Provided information:
▬▬▬▬▬▬▬▬▬▬

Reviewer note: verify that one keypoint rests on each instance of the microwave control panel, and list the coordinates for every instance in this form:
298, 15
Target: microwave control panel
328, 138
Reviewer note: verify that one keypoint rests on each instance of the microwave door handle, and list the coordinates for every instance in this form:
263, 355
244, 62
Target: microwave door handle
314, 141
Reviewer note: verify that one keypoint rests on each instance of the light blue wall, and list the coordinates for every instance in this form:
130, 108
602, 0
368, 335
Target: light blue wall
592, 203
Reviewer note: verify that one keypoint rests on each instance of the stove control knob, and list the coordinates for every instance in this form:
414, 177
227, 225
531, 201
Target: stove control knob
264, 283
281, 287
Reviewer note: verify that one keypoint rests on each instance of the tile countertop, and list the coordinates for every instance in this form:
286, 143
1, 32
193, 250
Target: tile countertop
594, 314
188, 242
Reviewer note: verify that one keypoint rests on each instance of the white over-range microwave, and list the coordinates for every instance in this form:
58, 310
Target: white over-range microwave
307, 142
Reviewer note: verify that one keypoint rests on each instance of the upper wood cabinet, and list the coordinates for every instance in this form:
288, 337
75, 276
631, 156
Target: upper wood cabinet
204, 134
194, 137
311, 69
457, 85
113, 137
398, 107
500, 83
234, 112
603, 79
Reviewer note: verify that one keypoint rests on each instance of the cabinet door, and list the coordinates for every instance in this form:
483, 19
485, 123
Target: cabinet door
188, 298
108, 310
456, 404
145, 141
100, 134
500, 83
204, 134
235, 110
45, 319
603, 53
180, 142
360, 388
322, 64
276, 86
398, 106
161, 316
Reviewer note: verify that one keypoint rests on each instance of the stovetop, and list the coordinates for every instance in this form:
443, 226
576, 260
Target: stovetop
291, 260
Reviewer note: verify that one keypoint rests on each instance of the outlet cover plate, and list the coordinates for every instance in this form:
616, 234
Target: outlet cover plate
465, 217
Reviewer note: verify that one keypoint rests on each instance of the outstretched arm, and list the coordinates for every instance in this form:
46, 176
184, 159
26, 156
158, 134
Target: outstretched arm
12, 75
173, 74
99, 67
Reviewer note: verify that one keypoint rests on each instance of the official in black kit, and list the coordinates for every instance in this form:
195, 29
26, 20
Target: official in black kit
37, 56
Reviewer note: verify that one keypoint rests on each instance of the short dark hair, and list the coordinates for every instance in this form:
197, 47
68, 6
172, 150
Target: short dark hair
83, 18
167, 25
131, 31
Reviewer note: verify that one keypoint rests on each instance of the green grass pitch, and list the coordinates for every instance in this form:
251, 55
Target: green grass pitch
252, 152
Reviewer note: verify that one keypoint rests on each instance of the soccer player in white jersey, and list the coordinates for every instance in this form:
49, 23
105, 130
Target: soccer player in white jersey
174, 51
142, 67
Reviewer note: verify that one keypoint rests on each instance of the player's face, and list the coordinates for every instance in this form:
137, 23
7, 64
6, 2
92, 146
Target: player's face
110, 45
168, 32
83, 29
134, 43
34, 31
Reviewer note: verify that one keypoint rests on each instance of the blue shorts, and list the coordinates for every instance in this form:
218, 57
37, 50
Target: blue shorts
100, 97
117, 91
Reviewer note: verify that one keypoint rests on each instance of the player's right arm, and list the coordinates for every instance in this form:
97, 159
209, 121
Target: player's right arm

▬▬▬▬▬▬▬▬▬▬

The exercise: Produce an exact copy of all the records.

The answer:
Reviewer note: verify that one keypoint rests on each instance of the microwave control panel, and list the coordinates for every instance in this form:
298, 15
Target: microwave control panel
328, 138
Reviewer note: verify that one keypoint rests on each instance of the microwave door handle, and list the coordinates for every instance in this form:
263, 355
244, 62
Target: microwave door handle
314, 141
Reviewer note: verify that one keypoint rests on each instance of the light blue wall, and list the coordinates for every instance in this form:
130, 108
602, 0
368, 335
Target: light blue wall
592, 203
Reviewer note: verify that one keypoint rests on each instance of the stove control knob, and list the coordinates for every instance in this form:
414, 177
227, 225
531, 201
Target: stove control knob
264, 283
281, 287
Reviewer note: verify that one keypoint rests on each instance of the tile countertop, and list the coordinates for every instance in this form:
286, 143
1, 32
193, 250
Target: tile countertop
594, 314
188, 242
Reviewer note: verify that one keypoint rests on each instance of the white over-range microwave, and list the coordinates for every instance in this form:
58, 310
Target: white over-range microwave
307, 142
Reviewer note: verify that one keypoint rests on each instance of the upper wood cabinet, and list the coordinates for every instance in this form:
288, 337
75, 276
631, 156
Target: upper wood cabinet
204, 134
194, 137
311, 69
457, 85
113, 137
398, 107
500, 83
234, 112
603, 79
Reviewer note: verify that one keypoint rests on each instance of the cabinet door, and list the coordinates for every instance in this form:
483, 19
485, 123
Target: cabinet door
188, 298
108, 310
456, 404
145, 141
100, 134
500, 83
204, 134
235, 110
45, 319
603, 53
180, 142
360, 388
322, 64
276, 86
398, 106
161, 316
Reviewer note: verify that one keypoint rests on each instance of the stovetop, and list the coordinates for every instance in this form:
443, 226
576, 260
Target: stovetop
291, 260
Reviewer note: verify that one keypoint rests on each instance of the outlet cover plate, and list the coordinates for every instance in this form:
616, 234
Target: outlet cover plate
465, 217
Reviewer note: verify that one keypoint rests on each instance of the outstretched arm, and list the coordinates for every instance in this form:
46, 176
184, 159
26, 156
158, 134
Target: outstretched arm
12, 75
173, 74
99, 67
Reviewer note: verify that one keypoint rests on each instance of the official in black kit, and list the coordinates for every instance in this form:
195, 29
26, 20
Target: official in black kit
37, 56
Reviewer note: verify that one keypoint rests on each instance of the short dark hair, and list the coordinates for every instance in this form:
197, 47
68, 6
172, 150
Target: short dark hair
83, 18
167, 25
131, 31
Reviewer note: verify that one keypoint rests on each instance of the green grass pitch, and list the coordinates for every instance in this form:
251, 55
Target: green grass pitch
252, 152
Reviewer note: verify that one keypoint rests on each instance of the soccer player in white jersey, and list the coordinates for every instance in this form:
49, 23
105, 130
Target: soccer player in white jersey
174, 51
142, 67
Reviewer note: verify that one keypoint rests on each instance of the player's face, and list the coordinates for every instance in this form:
137, 23
7, 64
6, 2
92, 146
Target: player's face
110, 45
168, 32
83, 29
134, 43
34, 31
Reviewer note: verify that one keypoint rests on each instance of the blue shorts, and list the coordinates for every instance in this form:
218, 57
37, 50
Target: blue shorts
100, 97
117, 91
Reviewer note: verify that one keypoint rests on each instance of the player's right arm, and list the coordinates for every instance in this form:
97, 159
209, 121
Target: player's right arm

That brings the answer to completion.